PROVIDED RECORDS:
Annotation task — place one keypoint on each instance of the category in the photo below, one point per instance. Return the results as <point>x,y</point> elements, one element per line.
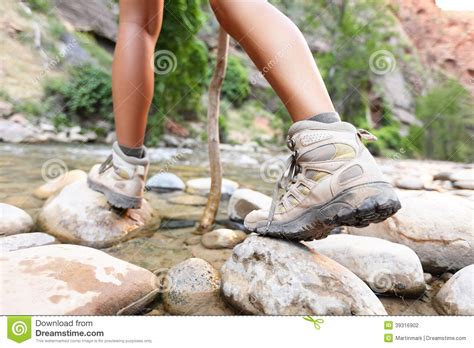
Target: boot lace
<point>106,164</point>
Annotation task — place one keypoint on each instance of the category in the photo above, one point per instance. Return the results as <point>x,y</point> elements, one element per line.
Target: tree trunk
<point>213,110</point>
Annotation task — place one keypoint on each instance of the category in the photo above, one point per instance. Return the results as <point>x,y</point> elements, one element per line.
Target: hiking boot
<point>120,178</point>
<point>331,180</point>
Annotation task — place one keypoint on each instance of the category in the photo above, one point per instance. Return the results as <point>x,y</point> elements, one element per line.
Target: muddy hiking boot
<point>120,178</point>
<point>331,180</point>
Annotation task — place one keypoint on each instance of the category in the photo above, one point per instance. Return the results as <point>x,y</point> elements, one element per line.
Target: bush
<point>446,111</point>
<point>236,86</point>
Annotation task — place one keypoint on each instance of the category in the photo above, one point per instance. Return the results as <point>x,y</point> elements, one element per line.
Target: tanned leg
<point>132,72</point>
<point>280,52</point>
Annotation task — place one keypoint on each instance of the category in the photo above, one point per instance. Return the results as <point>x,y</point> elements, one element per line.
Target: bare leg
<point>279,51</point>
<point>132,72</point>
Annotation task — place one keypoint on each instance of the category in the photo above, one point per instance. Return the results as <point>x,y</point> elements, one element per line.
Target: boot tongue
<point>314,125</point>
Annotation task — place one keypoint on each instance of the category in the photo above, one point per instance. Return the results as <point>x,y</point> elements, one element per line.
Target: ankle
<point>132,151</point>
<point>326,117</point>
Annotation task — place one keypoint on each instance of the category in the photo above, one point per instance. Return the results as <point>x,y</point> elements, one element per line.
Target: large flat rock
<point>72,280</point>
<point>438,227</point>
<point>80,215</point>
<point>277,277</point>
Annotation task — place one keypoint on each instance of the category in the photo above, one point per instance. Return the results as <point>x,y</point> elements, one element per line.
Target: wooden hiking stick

EXERCISE INSTRUCTIONS:
The pictures are not part of the copy. Retype everything else in the entries exactly.

PROBLEM SOLUTION:
Annotation task — place one keypoint on each instance of the category in the photo below, one point per instance. Return the results as <point>x,y</point> elements, one element per line.
Target: boot lace
<point>106,164</point>
Annotation task — place one keypoint on each instance of the category in the photo above, one point per instance. Return the results as <point>x,y</point> elements, one element per line.
Target: tree trunk
<point>213,110</point>
Annotation task — place one keypoint on each instance of the category in the photo above, one point per instance. Return the results as <point>x,y</point> elements, one element per line.
Target: hiking boot
<point>120,178</point>
<point>331,180</point>
Annotation task — place one keypoint on each instance of the category in the photo above, one point per instance. Return the results as <point>x,y</point> elements, one element per line.
Target: muddy hiking boot
<point>120,178</point>
<point>331,180</point>
Annotation task — place one keypoint on each instance of the category in the photo above, one point per instance. Return the results as <point>x,y</point> elements, one element per line.
Target: bush
<point>446,111</point>
<point>236,86</point>
Annotation task — place one keypoint on each instance of the category in the photo above, one point per instance. Return the results as <point>x,y</point> elements, one element per line.
Target: tanned leg
<point>132,72</point>
<point>280,52</point>
Annotation task — place one keypoint on each instance of the category in the photo above, one point per instance. Return the results as <point>x,y</point> elements, one element per line.
Target: bare leg
<point>279,51</point>
<point>132,72</point>
Annotation task — place one keypoint on each instance of the category in the photo above, one point per instance. Return the results as <point>x,y</point> elements, one element per line.
Target: boot tongue
<point>314,125</point>
Annotation task — place one keypoint on each instance of the category in the photo above, one point per instance. Return the results as <point>x,y</point> elements, one element per line.
Target: ankle
<point>132,151</point>
<point>326,117</point>
Annotation task — place one keypoint on each instance of the category in the photo above, one point per instance. Return the results as <point>x,y</point> elements, one element per line.
Target: large flat rock
<point>72,280</point>
<point>438,227</point>
<point>80,215</point>
<point>277,277</point>
Annotation task — place one keypoint on each instance of the category in the photo above, one point per instance. Return the results as <point>x,y</point> elements, one element per line.
Target: wooden hiking stick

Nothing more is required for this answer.